BRANO ESTRATTO ::
"""

Lo scorso settembre, quando annunciò di aver licenziato John Bolton come consigliere per la sicurezza nazionale, Trump pubblicò un tweet in cui scriveva che se non l’avesse fatto, “a quest’ora saremmo già nella sesta guerra mondiale”. La battuta era perspicace.
Bolton è noto per la spiccata tendenza a chiedere soluzioni militari contro qualsiasi nazione che metta in discussione il consenso tra Londra e Washington. È sempre pronto a sacrificare le vite e le tasche degli americani per distruggere qualsiasi regime che si rifiuti di sacrificare le sue proprie per rimanere in buoni rapporti con l’impero globale della City di Londra. Fu Bolton a rifilare all’Amministrazione di Bush Jr. la bufala dell’uranio impoverito escogitata da Tony Blair e dal suo capo dell’MI6, Sir Richard Dearlove, che fu usata per giustificare la guerra contro l’Iraq. Ancora, fu Bolton a schierarsi con il Mujahedin-e-Khalq (MEK) contro l’Iran, anche se il MEK era nella lista dei terroristi stilata dal Dipartimento di Stato, e a continuare a sostenere la necessità di un cambio di regime a Teheran, quando si unì al team di sicurezza nazionale di Trump.

"""

Dati archiviati:
"""

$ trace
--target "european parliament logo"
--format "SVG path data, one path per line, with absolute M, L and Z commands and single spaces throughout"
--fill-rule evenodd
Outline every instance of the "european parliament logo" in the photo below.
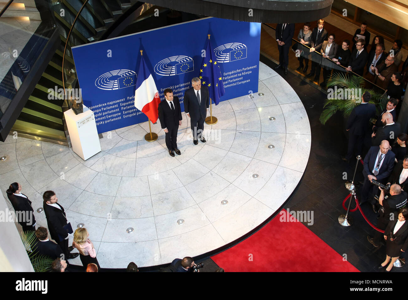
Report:
M 168 57 L 160 60 L 154 67 L 155 73 L 162 76 L 173 76 L 193 71 L 193 58 L 184 55 Z
M 131 70 L 115 70 L 96 78 L 95 85 L 101 89 L 112 91 L 136 85 L 137 78 L 136 72 Z
M 246 58 L 247 48 L 242 43 L 228 43 L 214 49 L 218 62 L 229 62 Z

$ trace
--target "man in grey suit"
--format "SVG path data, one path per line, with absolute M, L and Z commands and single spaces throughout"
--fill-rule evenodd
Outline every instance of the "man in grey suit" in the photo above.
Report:
M 184 111 L 190 118 L 191 133 L 195 145 L 198 144 L 198 137 L 203 143 L 206 141 L 203 135 L 204 121 L 207 109 L 210 107 L 208 88 L 201 86 L 201 80 L 197 77 L 191 80 L 192 87 L 184 93 Z

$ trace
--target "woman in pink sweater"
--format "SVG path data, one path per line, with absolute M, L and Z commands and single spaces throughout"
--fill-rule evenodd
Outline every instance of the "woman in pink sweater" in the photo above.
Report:
M 85 268 L 88 264 L 95 264 L 100 269 L 100 266 L 96 259 L 96 251 L 93 244 L 88 238 L 89 236 L 86 229 L 84 228 L 78 228 L 74 233 L 74 240 L 72 246 L 79 251 L 79 257 L 82 265 Z

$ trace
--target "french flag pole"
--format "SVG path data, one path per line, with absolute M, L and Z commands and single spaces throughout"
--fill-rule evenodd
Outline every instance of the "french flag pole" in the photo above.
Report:
M 150 133 L 144 136 L 144 139 L 148 142 L 154 142 L 157 140 L 157 133 L 152 132 L 150 121 L 155 123 L 159 118 L 158 108 L 160 103 L 160 98 L 153 77 L 143 59 L 143 50 L 140 50 L 140 54 L 142 55 L 142 60 L 137 72 L 137 78 L 136 80 L 135 107 L 149 118 Z

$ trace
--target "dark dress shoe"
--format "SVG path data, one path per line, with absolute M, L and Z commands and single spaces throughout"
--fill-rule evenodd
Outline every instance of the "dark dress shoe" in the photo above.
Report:
M 70 253 L 67 259 L 73 259 L 79 255 L 79 253 Z

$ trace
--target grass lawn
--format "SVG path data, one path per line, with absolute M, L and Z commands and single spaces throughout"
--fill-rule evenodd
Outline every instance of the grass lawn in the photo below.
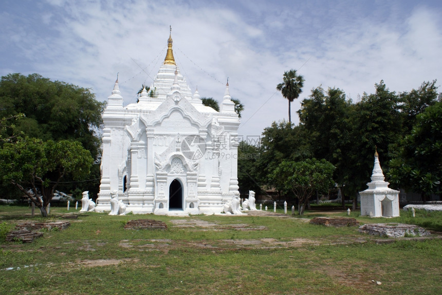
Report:
M 20 222 L 59 220 L 67 212 L 53 207 L 48 218 L 36 211 L 32 218 L 28 207 L 0 206 L 0 234 Z M 441 212 L 401 214 L 370 219 L 352 212 L 351 217 L 361 224 L 406 223 L 442 232 Z M 440 239 L 381 238 L 360 233 L 357 227 L 309 224 L 316 216 L 346 212 L 318 209 L 303 218 L 80 214 L 68 229 L 46 231 L 32 243 L 4 239 L 0 293 L 440 293 Z M 143 219 L 169 228 L 123 228 L 129 220 Z M 380 243 L 389 241 L 394 242 Z

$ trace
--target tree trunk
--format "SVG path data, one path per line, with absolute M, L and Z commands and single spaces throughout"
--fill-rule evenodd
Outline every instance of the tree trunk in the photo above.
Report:
M 42 206 L 40 207 L 40 212 L 42 212 L 42 216 L 43 217 L 48 217 L 48 212 L 46 211 L 46 208 L 45 208 L 44 206 Z
M 344 190 L 341 188 L 341 202 L 342 203 L 342 209 L 345 209 L 345 197 L 344 194 Z
M 291 112 L 290 111 L 290 100 L 288 100 L 288 123 L 290 123 L 290 126 L 291 127 Z

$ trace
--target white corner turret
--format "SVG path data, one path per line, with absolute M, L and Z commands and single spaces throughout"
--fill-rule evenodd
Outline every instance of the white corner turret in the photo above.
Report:
M 107 108 L 123 107 L 123 96 L 121 95 L 120 87 L 118 85 L 118 74 L 117 73 L 117 80 L 114 84 L 112 94 L 107 97 Z
M 227 81 L 227 84 L 226 85 L 226 91 L 224 92 L 224 100 L 221 104 L 221 113 L 223 114 L 228 114 L 230 115 L 236 115 L 237 114 L 235 112 L 235 104 L 231 101 L 230 97 L 230 92 L 229 91 L 229 81 Z

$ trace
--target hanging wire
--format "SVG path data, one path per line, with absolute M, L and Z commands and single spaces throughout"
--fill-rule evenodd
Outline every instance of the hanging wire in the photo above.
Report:
M 135 78 L 136 77 L 137 77 L 137 76 L 138 76 L 139 75 L 140 75 L 140 74 L 141 74 L 141 73 L 143 73 L 143 72 L 144 72 L 145 74 L 146 74 L 148 75 L 148 76 L 149 76 L 150 78 L 151 78 L 152 80 L 152 81 L 153 81 L 153 80 L 154 80 L 154 79 L 153 79 L 153 78 L 152 78 L 152 77 L 151 76 L 151 75 L 150 75 L 150 73 L 151 73 L 152 72 L 152 71 L 153 70 L 154 67 L 151 67 L 151 70 L 150 70 L 150 71 L 149 73 L 146 72 L 146 71 L 145 71 L 145 70 L 146 70 L 146 69 L 147 69 L 148 68 L 149 68 L 149 67 L 151 66 L 151 65 L 152 65 L 153 63 L 154 63 L 154 62 L 156 62 L 156 63 L 155 63 L 155 64 L 156 64 L 156 63 L 157 63 L 157 62 L 157 62 L 157 61 L 158 61 L 158 57 L 159 57 L 160 56 L 162 55 L 164 53 L 164 52 L 165 51 L 165 47 L 163 47 L 163 48 L 162 48 L 162 49 L 161 50 L 161 51 L 160 51 L 160 52 L 158 54 L 158 55 L 157 55 L 156 57 L 155 57 L 155 58 L 154 58 L 154 59 L 153 59 L 153 60 L 152 60 L 152 61 L 149 63 L 149 65 L 147 65 L 146 67 L 145 67 L 144 68 L 142 68 L 142 67 L 139 65 L 139 64 L 138 64 L 138 63 L 137 63 L 137 62 L 136 62 L 136 61 L 135 61 L 135 60 L 134 58 L 133 58 L 132 57 L 130 56 L 130 57 L 131 57 L 131 60 L 132 60 L 132 61 L 133 61 L 135 63 L 135 64 L 136 64 L 136 65 L 137 65 L 137 66 L 138 66 L 138 67 L 141 69 L 141 71 L 140 71 L 139 72 L 137 73 L 136 74 L 134 74 L 132 77 L 130 77 L 130 78 L 128 78 L 128 79 L 126 79 L 125 81 L 124 81 L 124 82 L 122 82 L 122 83 L 121 83 L 121 84 L 122 84 L 122 84 L 124 84 L 125 83 L 127 83 L 127 82 L 128 82 L 129 81 L 130 81 L 131 80 L 133 80 L 133 79 L 134 79 L 134 78 Z M 145 80 L 144 80 L 144 82 L 145 82 L 145 81 L 146 81 L 146 80 L 145 80 Z
M 194 64 L 194 65 L 195 65 L 195 66 L 196 67 L 197 67 L 198 69 L 199 69 L 200 70 L 201 70 L 201 71 L 202 71 L 203 72 L 204 72 L 204 73 L 205 73 L 206 74 L 207 74 L 208 76 L 209 76 L 209 77 L 210 77 L 211 78 L 212 78 L 212 79 L 213 79 L 214 80 L 215 80 L 215 81 L 216 81 L 217 82 L 218 82 L 218 83 L 219 83 L 219 84 L 221 84 L 222 85 L 224 85 L 224 83 L 223 83 L 223 82 L 220 82 L 219 80 L 218 80 L 218 79 L 217 79 L 216 78 L 215 78 L 215 77 L 214 77 L 213 76 L 212 76 L 212 75 L 211 75 L 210 74 L 209 74 L 209 73 L 208 73 L 207 72 L 206 72 L 206 71 L 205 71 L 204 70 L 203 70 L 203 69 L 202 69 L 202 68 L 201 67 L 200 67 L 199 66 L 198 66 L 198 65 L 197 65 L 197 64 L 196 64 L 196 63 L 195 63 L 195 62 L 194 62 L 193 61 L 192 61 L 192 60 L 191 60 L 191 59 L 190 59 L 190 58 L 189 56 L 188 56 L 187 55 L 186 55 L 184 53 L 184 52 L 183 52 L 181 51 L 181 50 L 179 49 L 179 47 L 177 47 L 177 49 L 179 51 L 179 52 L 181 52 L 181 53 L 183 55 L 184 55 L 185 56 L 186 56 L 186 57 L 188 60 L 189 60 L 189 61 L 190 61 L 190 62 L 191 62 L 191 63 L 193 63 L 193 64 Z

"""

ESERCIZI ::
1. Riscrivi in forma di elenco puntato il paragrafo del brano su Bolton che comincia con "Bolton è noto per la spiccata tendenza", conservandone i fatti principali.
2. Rispondi in base al brano su Bolton:
(a) Secondo il tweet di Trump, in quale guerra mondiale "saremmo già" se Bolton non fosse stato licenziato?
(b) Chi era il capo dell'MI6 citato insieme a Tony Blair?
(c) In quale lista compariva il Mujahedin-e-Khalq?
3. Prosegui il brano su Bolton a partire dal punto in cui si interrompe.
L'elenco è materiale a sé stante, separato dal brano.

SOLUZIONI ::
1.
- Bolton tende a chiedere soluzioni militari contro qualsiasi nazione che metta in discussione il consenso tra Londra e Washington.
- È pronto a sacrificare vite e risorse americane per distruggere i regimi che rifiutano di restare in buoni rapporti con l'impero globale della City di Londra.
- Fu lui a rifilare all'Amministrazione di Bush Jr. la bufala dell'uranio impoverito, escogitata da Tony Blair e dal capo dell'MI6 Sir Richard Dearlove e usata per giustificare la guerra contro l'Iraq.
- Si schierò con il MEK contro l'Iran, benché il gruppo fosse nella lista dei terroristi del Dipartimento di Stato.
- Continuò a sostenere il cambio di regime a Teheran anche dopo essere entrato nel team di sicurezza nazionale di Trump.

2.
(a) Nella sesta guerra mondiale.
(b) Sir Richard Dearlove.
(c) Nella lista dei terroristi stilata dal Dipartimento di Stato.

3.
Bolton ha anche sabotato gli sforzi del Presidente Trump per ottenere la denuclearizzazione da parte della Corea del Nord, quando minacciò il “trattamento libico” durante il vertice Trump-Kim ad Hanoi nel febbraio 2019, sostenendo che le sanzioni non sarebbero state revocate fino a quando non vi fosse stata una denuclearizzazione completa e verificata, dichiarazione che portò a un’interruzione dei colloqui. Oggi, a seguito di quel fallimento, vi sono nuovamente scintille di guerra tra le due Coree.
Non sorprende quindi che le tanto attese memorie servano a Bolton per tentare di pareggiare i conti, trascinando Donald Trump nel fango proprio mentre la campagna elettorale del 2020 sta prendendo forma. Anche se vi sono una serie di buone ragioni per criticare le politiche di Trump, non sono quelle date da Bolton. Egli sostiene che a Trump manchi “la competenza per svolgere il lavoro” di Presidente, che viene suonato “come un violino” da Putin, e che egli fosse “disposto a barattare i nostri valori democratici più cari con la vuota promessa di un fragile accordo commerciale con la Cina”, mentre implorava il presidente Xi di aiutarlo a vincere le elezioni.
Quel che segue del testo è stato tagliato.